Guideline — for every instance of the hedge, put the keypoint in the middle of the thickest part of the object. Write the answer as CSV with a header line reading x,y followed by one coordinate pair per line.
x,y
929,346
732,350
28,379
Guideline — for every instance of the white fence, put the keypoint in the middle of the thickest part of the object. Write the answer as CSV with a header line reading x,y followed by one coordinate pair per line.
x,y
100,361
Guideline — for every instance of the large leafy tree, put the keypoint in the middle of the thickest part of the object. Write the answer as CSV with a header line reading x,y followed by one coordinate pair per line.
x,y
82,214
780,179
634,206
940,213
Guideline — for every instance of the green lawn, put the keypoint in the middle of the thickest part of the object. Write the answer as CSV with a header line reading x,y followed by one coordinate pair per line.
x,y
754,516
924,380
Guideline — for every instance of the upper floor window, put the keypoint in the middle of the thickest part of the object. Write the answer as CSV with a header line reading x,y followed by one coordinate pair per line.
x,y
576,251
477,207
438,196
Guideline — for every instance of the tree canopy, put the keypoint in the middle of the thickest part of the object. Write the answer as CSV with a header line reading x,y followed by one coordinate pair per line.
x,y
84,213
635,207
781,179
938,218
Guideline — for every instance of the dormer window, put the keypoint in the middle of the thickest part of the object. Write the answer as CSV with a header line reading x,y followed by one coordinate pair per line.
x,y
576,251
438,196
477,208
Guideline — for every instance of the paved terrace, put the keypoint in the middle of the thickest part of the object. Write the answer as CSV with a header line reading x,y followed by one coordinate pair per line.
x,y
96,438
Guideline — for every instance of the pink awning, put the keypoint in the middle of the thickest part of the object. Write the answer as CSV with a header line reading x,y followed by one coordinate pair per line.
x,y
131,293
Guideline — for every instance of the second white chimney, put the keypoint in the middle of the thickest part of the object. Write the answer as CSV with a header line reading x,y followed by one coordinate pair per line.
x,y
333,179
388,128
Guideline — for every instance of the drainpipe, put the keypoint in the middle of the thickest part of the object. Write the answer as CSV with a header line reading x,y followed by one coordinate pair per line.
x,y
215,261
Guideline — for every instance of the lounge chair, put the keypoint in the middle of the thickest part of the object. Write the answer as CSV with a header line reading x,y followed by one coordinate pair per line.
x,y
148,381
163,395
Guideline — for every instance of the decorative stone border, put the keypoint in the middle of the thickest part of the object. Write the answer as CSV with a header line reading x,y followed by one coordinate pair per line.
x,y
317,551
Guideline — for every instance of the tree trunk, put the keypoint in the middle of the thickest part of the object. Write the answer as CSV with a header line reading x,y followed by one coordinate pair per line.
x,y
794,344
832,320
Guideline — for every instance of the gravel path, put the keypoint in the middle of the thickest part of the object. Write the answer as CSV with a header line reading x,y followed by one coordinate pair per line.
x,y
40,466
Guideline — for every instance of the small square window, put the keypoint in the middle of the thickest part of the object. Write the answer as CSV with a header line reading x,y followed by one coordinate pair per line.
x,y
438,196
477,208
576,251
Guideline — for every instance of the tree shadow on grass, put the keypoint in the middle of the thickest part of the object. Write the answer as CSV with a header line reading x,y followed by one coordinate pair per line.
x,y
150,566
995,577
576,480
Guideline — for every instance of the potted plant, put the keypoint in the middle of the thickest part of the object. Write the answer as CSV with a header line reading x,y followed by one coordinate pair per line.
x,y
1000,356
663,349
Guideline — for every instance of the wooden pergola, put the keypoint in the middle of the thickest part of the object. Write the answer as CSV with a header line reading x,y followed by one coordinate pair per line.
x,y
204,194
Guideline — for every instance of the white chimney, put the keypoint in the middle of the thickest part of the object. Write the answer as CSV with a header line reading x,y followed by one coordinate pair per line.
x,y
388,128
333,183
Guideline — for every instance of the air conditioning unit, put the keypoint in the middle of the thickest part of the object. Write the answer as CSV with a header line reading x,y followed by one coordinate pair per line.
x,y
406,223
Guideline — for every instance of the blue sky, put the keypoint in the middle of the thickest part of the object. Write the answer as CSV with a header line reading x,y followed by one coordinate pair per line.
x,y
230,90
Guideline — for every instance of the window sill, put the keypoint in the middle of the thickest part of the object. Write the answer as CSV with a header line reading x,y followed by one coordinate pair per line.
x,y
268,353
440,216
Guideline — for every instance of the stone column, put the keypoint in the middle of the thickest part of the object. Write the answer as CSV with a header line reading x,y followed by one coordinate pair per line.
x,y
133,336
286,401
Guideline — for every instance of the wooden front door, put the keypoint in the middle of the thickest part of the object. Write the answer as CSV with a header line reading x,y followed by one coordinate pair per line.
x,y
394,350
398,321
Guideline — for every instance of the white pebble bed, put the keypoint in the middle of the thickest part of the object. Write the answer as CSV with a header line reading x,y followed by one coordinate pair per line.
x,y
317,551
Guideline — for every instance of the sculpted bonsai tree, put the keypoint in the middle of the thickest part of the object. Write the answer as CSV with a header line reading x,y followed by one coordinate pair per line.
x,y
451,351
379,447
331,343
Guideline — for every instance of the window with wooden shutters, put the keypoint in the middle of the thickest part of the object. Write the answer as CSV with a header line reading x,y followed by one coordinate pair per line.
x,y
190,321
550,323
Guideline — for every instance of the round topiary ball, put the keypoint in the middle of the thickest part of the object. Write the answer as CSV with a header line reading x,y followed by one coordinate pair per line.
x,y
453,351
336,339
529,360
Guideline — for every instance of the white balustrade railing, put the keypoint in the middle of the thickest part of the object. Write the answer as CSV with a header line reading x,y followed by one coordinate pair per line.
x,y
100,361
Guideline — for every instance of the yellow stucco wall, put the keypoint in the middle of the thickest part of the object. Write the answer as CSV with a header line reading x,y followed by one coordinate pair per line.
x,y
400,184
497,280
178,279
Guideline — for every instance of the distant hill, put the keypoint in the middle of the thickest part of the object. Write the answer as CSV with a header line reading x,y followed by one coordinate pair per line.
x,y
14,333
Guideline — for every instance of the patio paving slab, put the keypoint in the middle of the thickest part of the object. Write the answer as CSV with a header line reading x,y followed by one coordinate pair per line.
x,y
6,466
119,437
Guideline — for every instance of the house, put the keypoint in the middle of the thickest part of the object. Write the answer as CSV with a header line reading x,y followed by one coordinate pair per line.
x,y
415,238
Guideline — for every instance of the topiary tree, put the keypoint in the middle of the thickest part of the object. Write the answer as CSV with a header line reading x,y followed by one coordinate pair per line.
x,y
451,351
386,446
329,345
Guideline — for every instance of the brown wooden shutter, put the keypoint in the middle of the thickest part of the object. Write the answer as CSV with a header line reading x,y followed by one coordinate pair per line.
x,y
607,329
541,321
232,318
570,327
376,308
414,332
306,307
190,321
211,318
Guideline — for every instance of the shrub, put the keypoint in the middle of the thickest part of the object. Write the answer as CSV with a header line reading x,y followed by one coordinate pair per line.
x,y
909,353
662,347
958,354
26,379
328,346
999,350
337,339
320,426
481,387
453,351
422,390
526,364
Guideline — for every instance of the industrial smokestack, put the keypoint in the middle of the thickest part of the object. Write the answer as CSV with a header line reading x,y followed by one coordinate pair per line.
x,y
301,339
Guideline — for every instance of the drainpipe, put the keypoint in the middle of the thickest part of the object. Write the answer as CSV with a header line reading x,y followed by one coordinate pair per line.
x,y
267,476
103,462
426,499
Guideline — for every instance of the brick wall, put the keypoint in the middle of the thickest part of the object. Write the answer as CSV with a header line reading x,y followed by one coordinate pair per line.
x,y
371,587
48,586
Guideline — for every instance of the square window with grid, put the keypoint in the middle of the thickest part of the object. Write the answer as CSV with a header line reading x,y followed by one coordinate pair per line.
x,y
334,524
■ ■ ■ ■ ■ ■ ■
= The task =
Transcribe the data above in full, exactly.

= Answer to the task =
Guideline — for every instance of the hedge, put the keypoint in the middle of the thickest part of the object. Write the answer as CSV with a header line reading x,y followed by one coordinate pair per line.
x,y
929,346
732,350
28,379
Guideline — for every instance of the white fence, put the keypoint in the middle of the thickest part of the object. Write the answer as CSV with a header line reading x,y followed by one coordinate pair per line.
x,y
100,361
Guideline — for every instance of the large leafy tree, put the keypoint in the middle of the thickest part of the object. Write the answer as CSV with a header line reading x,y followed by one coordinate pair per line.
x,y
82,214
780,179
634,206
940,213
Guideline — for every instance of the green lawn, put the keypoint in the middle of the thickest part of the object. Write the answer as CSV with a header line reading x,y followed by one coordinate pair per line.
x,y
754,516
924,380
Guideline — for every instance of the upper floor window, put the keypoint in the middle of the thickest part of the object. Write the answer as CSV with a header line reading x,y followed by one coordinate pair per line.
x,y
576,251
477,207
438,196
Guideline — for every instance of the tree canopy, put the keypoint in the middle of the thickest part of the object. Write the answer as CSV with a header line reading x,y followed by one coordinate pair per line.
x,y
84,213
635,207
781,179
938,218
Guideline — for every instance of the dormer window, put the keypoint in the middle of the thickest part of the object. Write the answer as CSV with a header line reading x,y followed by one coordinate pair per line.
x,y
576,251
438,196
477,208
Guideline — for every instance of the paved terrace, put the keypoint in the middle of the thickest part of the object. Write the answer as CSV with a header line reading x,y followed by one coordinate pair per line.
x,y
96,438
Guideline — for every instance of the pink awning, put the keypoint in the middle of the thickest part of the object. Write the answer as CSV with a header line reading x,y followed by one coordinate pair per line.
x,y
131,293
Guideline — for every instance of the second white chimney, put the keypoint in the middle of the thickest part of the object. Write the answer as CSV with a header line reading x,y followed by one coordinate pair per line.
x,y
333,179
388,128
Guideline — for every instance of the drainpipe, put the keypoint in the middle of the thickest part of the object. Write the answer as CSV with a header line reading x,y followed by one coordinate pair per line.
x,y
215,261
Guideline — for every instance of the lounge chair, put the keypoint in the middle of the thickest part of the object. Write the answer as CSV with a header line reading x,y followed by one coordinate pair per line.
x,y
148,381
163,395
Guideline — for every instance of the decorative stone border, put the keypoint in the middle of the thickest part of the object. Write the answer as CSV with a header line reading x,y followed by one coordinate pair per line.
x,y
317,551
Guideline — for every instance of the tree trunk, put the keypoint in the middle of the thickest part of the object. Write the answer as CSV with a header line reading x,y followed by one coordinate pair per line.
x,y
794,344
832,320
Guideline — for every instance of the gravel path, put the keypoint in the middle of the thickest part of the object. Write the answer as CSV with a header line reading x,y followed by one coordinate pair per line.
x,y
40,466
Guideline — for every instance of the small square window, put the keypoint in the middle of the thickest part of the object. Write the answer as CSV with a header line reading x,y followed by one coordinate pair per line.
x,y
438,196
477,208
576,251
Guideline — for every instance of the tree shadow on grass, put the keypoint in the middle of the thickest part of the object. Write the answer as CSV with a header line reading x,y followed by one coordinate pair per line.
x,y
150,566
995,577
576,480
Guideline — for every instance of the potted plant, put the keypoint in the middle of the thickest part of the object. Write the answer as CSV with a header line reading x,y followed by one coordinate pair per line.
x,y
1000,356
663,349
Guideline — for every instance of the wooden pergola, put the keypoint in the middle of the thickest part of the object. Write the answer as CSV with a header line reading x,y followed by one coordinate pair per line.
x,y
204,194
Guideline — for every instance of the white chimney, put the keypoint in the middle of the thickest part of the object. Write the answer as CSV with a header line reading x,y followed by one coordinate pair per line.
x,y
388,128
333,183
Guideline — for every instance of the air conditioning unit, put the keypoint in the middle of the thickest part of the object. Write the answer as CSV with a header line reading x,y followed by one coordinate pair per line.
x,y
406,223
Guideline — for every instance of the blue sky, put the keypoint in the middle of the thickest part of the object. Write the answer as CSV with a header line reading x,y followed by one coordinate pair per line.
x,y
230,90
Guideline — for every instance of the window sill, put the keypoint in the middle of the thickest part of the object. Write the answer as CSV with a header line reading x,y followed by one coordinate pair per line.
x,y
268,353
440,216
Guideline — for every instance of the stone column, put the keypoint in the middle of the thickest part of the object. Write the answer as CSV with a header line reading x,y followed by one coordinate pair per line.
x,y
133,336
286,401
Guideline — for every instance of the wooden front door, put the keypoint in the middle of the thickest part of the object. Write the answer as CSV with a header line reading x,y followed by one coordinate pair per line.
x,y
394,350
398,321
Guideline — for every instance of the white pebble bed, put the keypoint in the middle of the thickest part of the object. Write the answer as CSV with a header line reading x,y followed by one coordinate pair per line.
x,y
317,551
Guideline — for every instance of the sculpted bonsai tree, put the keypoint in the middle of the thickest part of the object. Write the answer as CSV with a header line reading x,y followed by one coordinate pair per line.
x,y
451,351
379,447
331,343
Guideline — for every instance of the window with wooden shutters, put the keypoint in the middle of the thickest part of the object. Write the answer as CSV with a header line reading x,y followed by one coordinate pair per line.
x,y
190,321
550,323
Guideline — for every instance of the round topiary ball, put the keypoint in the middle of the thickest part of the object. Write the answer as CSV with a header line reading x,y followed by one coordinate pair per line.
x,y
453,351
336,339
529,360
Guideline — for every instance of the white balustrade railing, put the keypoint in the middle of the thickest part of the object. Write the answer as CSV with a header line reading x,y followed by one coordinate pair per line.
x,y
100,361
Guideline — for every instance of the yellow stucco wall, put the keypoint in the middle of the thickest part of the object. Write the answer as CSV with a header line reading x,y followed by one coordinate pair per line.
x,y
400,184
497,280
178,279
Guideline — for every instance of the distant hill, put the keypoint in the middle of the thickest part of the object. Write the answer as CSV with a header line reading x,y followed by one coordinate pair per line.
x,y
14,333
Guideline — for every instance of the patio paving slab, put the keypoint in the middle of the thickest part of the object. Write the answer as CSV with a header line reading x,y followed by one coordinate pair per line.
x,y
6,466
119,437
Guideline — for every instance of the house, put the keypoint in the middle of the thickest part of the object. Write the answer as CSV with a header line reading x,y followed by one coordinate pair per line.
x,y
415,238
Guideline — for every instance of the topiary tree, put the keypoint in the middle of the thickest part of the object. Write the answer as CSV with a header line reading x,y followed by one coordinate pair per line.
x,y
451,351
386,446
329,345
Guideline — for every instance of the brown wooden shutter, put the keypoint in the middle of the thickest part of the object. Write the answer as CSV with a header line reading x,y followed by one coordinate pair per line.
x,y
607,329
541,321
232,318
570,327
376,308
414,332
306,307
190,321
211,318
Guideline — for every instance of the shrub, put the keypoint in the middle of the thickest part of the object. Write the answer as CSV with a header line reading x,y followed by one coordinate pair per line.
x,y
909,353
662,347
958,354
26,379
328,346
999,350
337,339
320,426
481,387
453,351
422,390
526,364
Guideline — for every instance of the industrial smokestack, put the keypoint in the middle of the thickest part of the object. Write the answer as CSV with a header line reading x,y followed by one coordinate pair per line.
x,y
301,339
Guideline — for every instance of the drainpipe, put the keypoint in the middle of the thickest part of the object. Write the answer as CSV with a header line reading x,y followed by one coordinate pair per line.
x,y
267,476
103,462
426,499
Guideline — for every instance of the brick wall, put the keypoint in the middle of the thickest part of the object. Write the answer as CSV with a header line reading x,y followed by one coordinate pair per line.
x,y
371,587
48,586
Guideline — for every instance of the square window with grid, put the keypoint in the middle of the thickest part of the object. Write the answer as CSV with a header line reading x,y followed by one coordinate pair per line.
x,y
334,524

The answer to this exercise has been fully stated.